──────── Selected text ────────

So why doesn't script-based job-control work, and what makes it a bad practice (aka 'stupid')?
Edit: The script in question starts a background process, starts a second background process, then attempts to put the first process back into the foreground so that it has normal terminal I/O (as if run directly), which can then be redirected from outside the script. Can't do that to a background process.
As noted by the accepted answer to the other question, there exist other scripts that solve that particular problem without attempting job control. Fine. And the lambasted script uses a hard-coded job number — Obviously bad. But I'm trying to understand whether job control is a fundamentally doomed approach. It still seems like maybe it could work...

What he meant is that job control is by default turned off in non-interactive mode (i.e. in a script.)
From the bash man page:
JOB CONTROL
Job control refers to the ability to selectively stop (suspend)
the execution of processes and continue (resume) their execution at a
later point.
A user typically employs this facility via an interactive interface
supplied jointly by the system’s terminal driver and bash.
and
set [--abefhkmnptuvxBCHP] [-o option] [arg ...]
...
-m Monitor mode. Job control is enabled. This option is on by
default for interactive shells on systems that support it (see
JOB CONTROL above). Background processes run in a separate
process group and a line containing their exit status is
printed upon their completion.
When he said "is stupid" he meant that not only:
is job control meant mostly for facilitating interactive control (whereas a script can work directly with the pid's), but also
I quote his original answer, ... relies on the fact that you didn't start any other jobs previously in the script which is a bad assumption to make. Which is quite correct.
UPDATE
In answer to your comment: yes, nobody will stop you from using job control in your bash script -- there is no hard case for forcefully disabling set -m (i.e. yes, job control from the script will work if you want it to.) Remember that in the end, especially in scripting, there always are more than one way to skin a cat, but some ways are more portable, more reliable, make it simpler to handle error cases, parse the output, etc.
You particular circumstances may or may not warrant a way different from what lhunath (and other users) deem "best practices".

Job control with bg and fg is useful only in interactive shells. But & in conjunction with wait is useful in scripts too.
On multiprocessor systems spawning background jobs can greatly improve the script's performance, e.g. in build scripts where you want to start at least one compiler per CPU, or process images using ImageMagick tools parallely etc.
The following example runs up to 8 parallel gcc's to compile all source files in an array:
#!bash
...
for ((i = 0, end=${#sourcefiles[#]}; i < end;)); do
for ((cpu_num = 0; cpu_num < 8; cpu_num++, i++)); do
if ((i < end)); then gcc ${sourcefiles[$i]} & fi
done
wait
done
There is nothing "stupid" about this. But you'll require the wait command, which waits for all background jobs before the script continues. The PID of the last background job is stored in the $! variable, so you may also wait ${!}. Note also the nice command.

────────

:: Written request A ::
Summarize the job-control thread in two sentences.
:: Written request B ::
From the job-control thread, copy out everything from "So why doesn't" down to "it could work...", word for word.
The listing after this sentence is separate material, unrelated to the job-control thread.

──────── Dataset records ────────

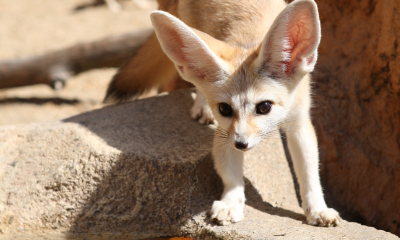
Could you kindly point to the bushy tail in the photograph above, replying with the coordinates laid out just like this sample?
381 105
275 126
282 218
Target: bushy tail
148 72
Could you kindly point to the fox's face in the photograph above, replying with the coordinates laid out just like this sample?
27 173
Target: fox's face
250 91
246 113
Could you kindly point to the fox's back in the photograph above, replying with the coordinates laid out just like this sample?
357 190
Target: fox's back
240 22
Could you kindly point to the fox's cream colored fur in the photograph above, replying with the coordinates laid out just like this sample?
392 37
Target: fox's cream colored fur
250 61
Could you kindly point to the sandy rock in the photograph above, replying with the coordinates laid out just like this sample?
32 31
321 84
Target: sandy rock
142 170
357 110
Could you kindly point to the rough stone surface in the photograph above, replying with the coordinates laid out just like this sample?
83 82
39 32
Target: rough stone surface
357 110
142 170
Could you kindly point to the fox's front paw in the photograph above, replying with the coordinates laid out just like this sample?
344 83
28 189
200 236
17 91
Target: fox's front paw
326 218
202 112
223 214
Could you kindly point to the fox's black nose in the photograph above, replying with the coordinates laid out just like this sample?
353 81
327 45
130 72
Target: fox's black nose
241 145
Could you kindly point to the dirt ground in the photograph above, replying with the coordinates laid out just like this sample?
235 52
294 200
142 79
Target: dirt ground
30 28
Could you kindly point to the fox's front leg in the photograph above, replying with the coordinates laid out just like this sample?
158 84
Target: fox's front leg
229 166
303 148
201 110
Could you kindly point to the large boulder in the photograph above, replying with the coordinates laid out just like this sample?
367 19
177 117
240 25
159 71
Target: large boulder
357 107
142 170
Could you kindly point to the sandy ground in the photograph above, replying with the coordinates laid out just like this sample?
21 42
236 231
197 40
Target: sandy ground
30 28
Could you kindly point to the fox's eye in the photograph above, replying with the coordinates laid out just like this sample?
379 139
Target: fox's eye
225 110
263 107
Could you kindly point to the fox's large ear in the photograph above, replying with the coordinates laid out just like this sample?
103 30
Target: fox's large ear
193 59
290 46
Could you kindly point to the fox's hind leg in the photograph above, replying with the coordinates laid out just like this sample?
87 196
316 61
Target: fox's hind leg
229 166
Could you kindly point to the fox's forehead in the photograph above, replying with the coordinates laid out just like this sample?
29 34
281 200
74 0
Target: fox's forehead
245 87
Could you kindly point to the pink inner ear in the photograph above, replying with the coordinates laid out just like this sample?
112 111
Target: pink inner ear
175 44
301 32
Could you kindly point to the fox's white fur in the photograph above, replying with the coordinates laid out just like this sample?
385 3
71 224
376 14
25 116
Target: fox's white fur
273 76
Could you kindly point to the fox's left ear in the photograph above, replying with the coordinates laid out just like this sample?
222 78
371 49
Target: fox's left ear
290 46
193 58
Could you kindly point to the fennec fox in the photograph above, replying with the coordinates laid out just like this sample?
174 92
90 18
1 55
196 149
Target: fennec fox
250 61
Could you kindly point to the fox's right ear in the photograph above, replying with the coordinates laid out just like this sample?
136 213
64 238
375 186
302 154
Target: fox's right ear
193 59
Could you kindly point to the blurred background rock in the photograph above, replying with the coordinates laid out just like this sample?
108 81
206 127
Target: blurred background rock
30 28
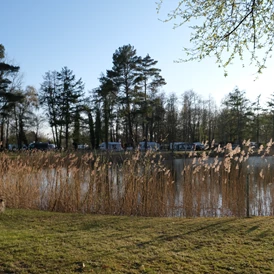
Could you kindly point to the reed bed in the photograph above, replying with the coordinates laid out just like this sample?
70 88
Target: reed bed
233 182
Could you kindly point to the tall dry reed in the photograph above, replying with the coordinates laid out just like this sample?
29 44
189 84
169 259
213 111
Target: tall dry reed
221 182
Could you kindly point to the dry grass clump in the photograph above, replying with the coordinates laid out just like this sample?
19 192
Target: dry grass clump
235 182
141 185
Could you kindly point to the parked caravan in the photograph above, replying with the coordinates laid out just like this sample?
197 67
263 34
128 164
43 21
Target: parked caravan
150 145
182 146
114 146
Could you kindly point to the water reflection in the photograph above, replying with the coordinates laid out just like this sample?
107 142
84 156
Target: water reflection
224 194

────────

:: Exercise answer A ::
Bash turns job control off by default in non-interactive mode, and the criticized script relied on a hard-coded job number that assumed no other jobs had been started earlier, though job control can still work in a script if it is enabled with set -m. Job control with bg and fg is useful only in interactive shells, but & combined with wait lets a script run background jobs in parallel, as in an example that runs up to 8 gcc processes at once.

:: Exercise answer B ::
So why doesn't script-based job-control work, and what makes it a bad practice (aka 'stupid')?
Edit: The script in question starts a background process, starts a second background process, then attempts to put the first process back into the foreground so that it has normal terminal I/O (as if run directly), which can then be redirected from outside the script. Can't do that to a background process.
As noted by the accepted answer to the other question, there exist other scripts that solve that particular problem without attempting job control. Fine. And the lambasted script uses a hard-coded job number — Obviously bad. But I'm trying to understand whether job control is a fundamentally doomed approach. It still seems like maybe it could work...